**Try it**. Scan the records below for the line containing "x=160, y=195" and the line containing "x=235, y=159". Copy both, plus every line between, exactly.

Referring expression pointing data
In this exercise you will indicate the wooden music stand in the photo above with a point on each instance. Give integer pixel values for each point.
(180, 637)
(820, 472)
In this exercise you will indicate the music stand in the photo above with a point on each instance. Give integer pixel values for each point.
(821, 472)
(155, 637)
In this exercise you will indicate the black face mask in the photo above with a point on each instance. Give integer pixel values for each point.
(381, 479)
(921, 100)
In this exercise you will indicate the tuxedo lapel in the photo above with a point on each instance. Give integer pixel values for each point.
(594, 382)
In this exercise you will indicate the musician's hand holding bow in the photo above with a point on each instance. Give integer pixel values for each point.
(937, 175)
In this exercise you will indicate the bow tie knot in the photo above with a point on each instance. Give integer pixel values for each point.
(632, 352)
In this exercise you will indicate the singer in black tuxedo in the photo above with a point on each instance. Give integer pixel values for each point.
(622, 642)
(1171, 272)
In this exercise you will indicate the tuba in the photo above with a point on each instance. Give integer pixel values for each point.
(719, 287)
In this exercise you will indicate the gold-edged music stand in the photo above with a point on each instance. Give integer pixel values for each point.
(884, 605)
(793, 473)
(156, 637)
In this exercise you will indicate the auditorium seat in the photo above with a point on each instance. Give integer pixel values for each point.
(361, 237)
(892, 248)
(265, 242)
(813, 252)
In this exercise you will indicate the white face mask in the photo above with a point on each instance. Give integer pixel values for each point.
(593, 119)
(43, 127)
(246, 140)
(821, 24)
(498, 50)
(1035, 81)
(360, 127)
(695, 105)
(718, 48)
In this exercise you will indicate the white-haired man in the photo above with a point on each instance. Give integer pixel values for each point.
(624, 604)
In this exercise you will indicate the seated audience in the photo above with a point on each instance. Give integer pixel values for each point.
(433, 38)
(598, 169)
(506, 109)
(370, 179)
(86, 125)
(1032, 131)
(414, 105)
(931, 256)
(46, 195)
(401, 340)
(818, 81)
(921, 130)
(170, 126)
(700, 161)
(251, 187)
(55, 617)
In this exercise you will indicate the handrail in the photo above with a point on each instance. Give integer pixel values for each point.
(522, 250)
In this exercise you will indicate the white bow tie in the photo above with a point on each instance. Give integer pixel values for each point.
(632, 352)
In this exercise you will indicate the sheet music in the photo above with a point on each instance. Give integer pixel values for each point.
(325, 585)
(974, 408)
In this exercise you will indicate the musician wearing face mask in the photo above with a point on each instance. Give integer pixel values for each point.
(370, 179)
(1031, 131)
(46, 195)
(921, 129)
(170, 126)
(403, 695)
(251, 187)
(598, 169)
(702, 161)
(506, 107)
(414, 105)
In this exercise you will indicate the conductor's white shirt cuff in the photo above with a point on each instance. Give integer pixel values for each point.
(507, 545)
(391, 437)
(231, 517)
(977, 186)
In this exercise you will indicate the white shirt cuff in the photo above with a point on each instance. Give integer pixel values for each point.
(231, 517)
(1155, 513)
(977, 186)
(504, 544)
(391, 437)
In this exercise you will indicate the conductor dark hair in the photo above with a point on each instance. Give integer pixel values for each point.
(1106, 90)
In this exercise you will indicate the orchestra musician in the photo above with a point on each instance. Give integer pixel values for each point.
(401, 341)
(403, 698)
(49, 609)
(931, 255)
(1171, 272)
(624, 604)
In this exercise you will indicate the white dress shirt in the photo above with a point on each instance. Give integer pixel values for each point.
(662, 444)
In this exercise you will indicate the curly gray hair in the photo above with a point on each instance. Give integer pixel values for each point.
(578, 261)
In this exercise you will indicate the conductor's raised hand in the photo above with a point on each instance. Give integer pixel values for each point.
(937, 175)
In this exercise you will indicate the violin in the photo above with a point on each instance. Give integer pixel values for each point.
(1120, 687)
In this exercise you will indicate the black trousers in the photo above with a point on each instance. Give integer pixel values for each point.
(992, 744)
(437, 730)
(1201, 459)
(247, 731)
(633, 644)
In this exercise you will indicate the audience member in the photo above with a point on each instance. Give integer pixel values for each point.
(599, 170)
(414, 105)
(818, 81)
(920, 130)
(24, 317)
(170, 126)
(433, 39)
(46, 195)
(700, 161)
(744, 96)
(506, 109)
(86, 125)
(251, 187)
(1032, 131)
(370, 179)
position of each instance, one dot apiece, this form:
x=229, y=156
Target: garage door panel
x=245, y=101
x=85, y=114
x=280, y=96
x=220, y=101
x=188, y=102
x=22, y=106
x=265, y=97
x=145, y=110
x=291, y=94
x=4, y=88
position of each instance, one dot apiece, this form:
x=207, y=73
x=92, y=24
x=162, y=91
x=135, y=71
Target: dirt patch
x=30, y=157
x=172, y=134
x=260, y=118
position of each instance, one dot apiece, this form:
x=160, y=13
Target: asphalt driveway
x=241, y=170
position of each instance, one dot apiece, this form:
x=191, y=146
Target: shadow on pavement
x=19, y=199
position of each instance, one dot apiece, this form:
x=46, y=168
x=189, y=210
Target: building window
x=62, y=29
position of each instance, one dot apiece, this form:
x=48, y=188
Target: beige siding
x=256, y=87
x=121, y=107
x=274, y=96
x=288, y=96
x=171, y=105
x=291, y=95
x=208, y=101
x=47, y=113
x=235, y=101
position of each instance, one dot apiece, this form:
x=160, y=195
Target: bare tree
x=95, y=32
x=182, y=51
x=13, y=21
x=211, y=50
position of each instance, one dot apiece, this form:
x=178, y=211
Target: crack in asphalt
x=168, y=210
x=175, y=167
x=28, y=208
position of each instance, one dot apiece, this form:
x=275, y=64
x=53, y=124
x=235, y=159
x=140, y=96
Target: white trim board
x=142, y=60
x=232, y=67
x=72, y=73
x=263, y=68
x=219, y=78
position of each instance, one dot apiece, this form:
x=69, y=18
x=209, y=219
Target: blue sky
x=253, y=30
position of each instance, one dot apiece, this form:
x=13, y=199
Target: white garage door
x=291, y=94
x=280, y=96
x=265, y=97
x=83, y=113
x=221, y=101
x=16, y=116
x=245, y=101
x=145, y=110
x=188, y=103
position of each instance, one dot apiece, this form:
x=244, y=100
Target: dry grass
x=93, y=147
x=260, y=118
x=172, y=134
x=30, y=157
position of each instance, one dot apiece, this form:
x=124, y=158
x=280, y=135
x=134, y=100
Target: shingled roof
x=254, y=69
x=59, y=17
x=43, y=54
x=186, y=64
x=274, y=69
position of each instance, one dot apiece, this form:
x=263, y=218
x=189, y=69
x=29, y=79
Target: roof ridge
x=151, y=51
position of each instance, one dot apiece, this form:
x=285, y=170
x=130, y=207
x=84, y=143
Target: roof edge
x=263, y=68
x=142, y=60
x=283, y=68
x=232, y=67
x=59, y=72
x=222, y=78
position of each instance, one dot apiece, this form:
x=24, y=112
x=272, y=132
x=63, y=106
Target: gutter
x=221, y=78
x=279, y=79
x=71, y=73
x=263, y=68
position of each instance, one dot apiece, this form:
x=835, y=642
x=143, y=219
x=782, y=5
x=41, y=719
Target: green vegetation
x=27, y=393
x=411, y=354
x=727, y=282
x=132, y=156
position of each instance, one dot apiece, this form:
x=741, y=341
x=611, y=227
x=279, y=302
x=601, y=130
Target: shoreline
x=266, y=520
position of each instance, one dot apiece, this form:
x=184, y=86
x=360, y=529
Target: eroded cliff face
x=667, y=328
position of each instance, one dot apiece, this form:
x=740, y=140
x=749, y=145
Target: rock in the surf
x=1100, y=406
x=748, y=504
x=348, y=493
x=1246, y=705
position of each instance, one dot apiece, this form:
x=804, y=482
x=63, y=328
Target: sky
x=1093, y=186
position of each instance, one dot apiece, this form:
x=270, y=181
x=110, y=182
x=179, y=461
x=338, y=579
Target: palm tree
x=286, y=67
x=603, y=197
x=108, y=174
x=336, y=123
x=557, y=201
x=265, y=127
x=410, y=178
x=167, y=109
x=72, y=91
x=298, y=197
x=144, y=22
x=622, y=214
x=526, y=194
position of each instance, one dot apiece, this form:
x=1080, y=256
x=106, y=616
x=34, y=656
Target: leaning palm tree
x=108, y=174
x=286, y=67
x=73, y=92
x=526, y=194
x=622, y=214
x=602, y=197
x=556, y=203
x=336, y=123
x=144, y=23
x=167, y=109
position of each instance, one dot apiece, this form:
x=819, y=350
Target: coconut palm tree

**Response to the task**.
x=160, y=195
Target: bare tree
x=95, y=32
x=182, y=51
x=13, y=21
x=211, y=50
position of each instance, one dot apiece, this form:
x=178, y=211
Target: crack in asphalt
x=168, y=210
x=175, y=167
x=28, y=208
position of each instance, one dot apiece, this form:
x=275, y=64
x=53, y=124
x=235, y=159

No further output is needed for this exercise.